───── Recorded information

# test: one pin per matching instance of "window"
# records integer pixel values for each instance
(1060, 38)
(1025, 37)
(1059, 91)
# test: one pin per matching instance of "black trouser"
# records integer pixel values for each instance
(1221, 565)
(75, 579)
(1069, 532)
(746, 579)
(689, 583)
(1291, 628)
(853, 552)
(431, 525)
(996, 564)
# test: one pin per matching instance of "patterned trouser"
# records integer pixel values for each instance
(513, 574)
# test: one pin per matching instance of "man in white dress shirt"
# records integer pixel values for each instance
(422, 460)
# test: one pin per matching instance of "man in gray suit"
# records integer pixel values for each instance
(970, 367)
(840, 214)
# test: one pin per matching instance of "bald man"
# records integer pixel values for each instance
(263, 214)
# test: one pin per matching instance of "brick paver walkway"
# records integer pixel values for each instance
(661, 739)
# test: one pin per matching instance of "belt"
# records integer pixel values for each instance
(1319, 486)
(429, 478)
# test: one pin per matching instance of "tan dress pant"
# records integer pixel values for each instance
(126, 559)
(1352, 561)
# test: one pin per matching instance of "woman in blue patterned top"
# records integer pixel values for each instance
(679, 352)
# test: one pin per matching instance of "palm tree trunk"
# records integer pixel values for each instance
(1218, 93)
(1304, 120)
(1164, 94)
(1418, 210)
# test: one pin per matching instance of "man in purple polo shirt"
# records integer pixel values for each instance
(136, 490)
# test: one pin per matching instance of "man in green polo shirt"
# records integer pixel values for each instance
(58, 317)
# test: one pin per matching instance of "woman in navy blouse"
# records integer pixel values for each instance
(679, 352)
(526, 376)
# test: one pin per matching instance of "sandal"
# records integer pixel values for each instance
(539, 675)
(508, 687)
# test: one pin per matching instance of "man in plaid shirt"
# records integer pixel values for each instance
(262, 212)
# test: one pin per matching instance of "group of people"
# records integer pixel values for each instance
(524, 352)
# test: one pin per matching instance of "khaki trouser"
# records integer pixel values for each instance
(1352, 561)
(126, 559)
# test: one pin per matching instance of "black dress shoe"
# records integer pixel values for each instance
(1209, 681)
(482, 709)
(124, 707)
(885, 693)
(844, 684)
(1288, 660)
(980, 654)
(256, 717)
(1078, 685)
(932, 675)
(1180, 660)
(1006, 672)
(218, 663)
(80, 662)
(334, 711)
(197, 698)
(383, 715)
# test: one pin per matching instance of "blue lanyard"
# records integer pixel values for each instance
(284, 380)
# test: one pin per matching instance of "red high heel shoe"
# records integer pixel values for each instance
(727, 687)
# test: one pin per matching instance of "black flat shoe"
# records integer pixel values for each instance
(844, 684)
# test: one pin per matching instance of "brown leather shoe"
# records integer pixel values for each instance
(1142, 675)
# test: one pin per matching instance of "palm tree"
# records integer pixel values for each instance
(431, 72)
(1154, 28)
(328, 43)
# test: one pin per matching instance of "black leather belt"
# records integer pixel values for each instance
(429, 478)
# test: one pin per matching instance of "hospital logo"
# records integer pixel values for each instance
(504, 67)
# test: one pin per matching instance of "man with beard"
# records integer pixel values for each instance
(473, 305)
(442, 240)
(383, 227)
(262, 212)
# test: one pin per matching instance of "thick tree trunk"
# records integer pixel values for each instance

──────────

Task to carry out » Output the complete data exactly as written.

Completed exercise »
# test: one pin per matching instance of "window"
# records integer pixel values for each instance
(1060, 38)
(1025, 37)
(1059, 91)
# test: one pin per matching instance of "black trouser"
# records integer pixel values for each instance
(1221, 565)
(75, 579)
(1069, 532)
(746, 579)
(689, 583)
(1291, 628)
(853, 552)
(431, 525)
(996, 564)
# test: one pin per matching instance of "patterned trouser"
# records integer pixel values for each instance
(513, 574)
# test: one pin per matching instance of "man in white dress shirt"
# records integer pixel values for each instance
(422, 460)
# test: one pin per matching instance of "man in gray suit"
# records integer pixel values for each instance
(970, 367)
(840, 214)
# test: one pin per matching instance of "bald man"
# records integer pixel values for each instance
(263, 214)
# test: one pin per matching instance of "brick paver walkway"
# records integer pixel values for each instance
(661, 739)
# test: one pin per matching instance of "belt"
# records integer pixel values for each instance
(1319, 486)
(429, 478)
# test: one pin per matching instance of "tan dress pant"
# records integer pixel values for each instance
(126, 559)
(1352, 561)
# test: one pin per matching instance of "woman in blue patterned top"
# records integer pixel values for each instance
(679, 352)
# test: one pin per matching instance of "palm tree trunk"
# records integer pixel values for each instance
(1218, 93)
(1304, 120)
(1164, 94)
(1418, 210)
# test: one pin per matching instance of "man in purple polo shirt"
# records integer pixel values for each instance
(136, 490)
# test: one pin per matching instance of "man in green polo shirt"
# records integer pixel values for each instance
(58, 317)
# test: one pin per matching instance of "woman in navy blouse"
# records integer pixel values for each instance
(679, 352)
(526, 376)
# test: one pin per matching instance of "sandal"
# records integer pixel values for each instance
(539, 675)
(508, 687)
# test: one pin per matching instance of "man in plaid shirt"
# records integer pixel values for each instance
(262, 212)
# test: one pin per matching instance of "group of people"
# records integer pixel values for each instance
(524, 352)
# test: one pin per matching instance of "khaki trouser"
# records integer pixel values for each instance
(1352, 561)
(126, 559)
# test: one pin per matching instance of "black dress shoe"
# records integer pixel values for each instance
(1209, 681)
(482, 709)
(124, 707)
(885, 693)
(844, 684)
(1288, 660)
(980, 654)
(256, 717)
(1078, 685)
(932, 675)
(1180, 660)
(1006, 672)
(218, 663)
(80, 662)
(334, 711)
(197, 698)
(383, 715)
# test: one pin per matching instance of "blue lanyard"
# records integer pixel values for each instance
(284, 380)
# test: one pin per matching instance of "red high heel shoe"
# records integer pixel values for each instance
(727, 687)
# test: one pin per matching instance of "black flat shoe"
# records integer pixel values for each instance
(844, 684)
# test: one pin per matching instance of "brown leather shoe"
# records integer pixel values for each instance
(1142, 675)
# test: one pin per matching instance of "palm tree"
# records integer pixel values for each instance
(431, 72)
(1154, 28)
(328, 43)
# test: one pin per matching instance of "black leather belt"
# records integer pixel values for each instance
(429, 478)
# test: one pin per matching instance of "hospital logo"
# records integer pixel values for each instance
(504, 67)
# test: one pin per matching instance of "man with beard"
# records integer pixel values for each instance
(473, 305)
(442, 240)
(383, 227)
(262, 212)
# test: one pin per matching instance of "thick tree trunk"
# records integer pixel values for each instance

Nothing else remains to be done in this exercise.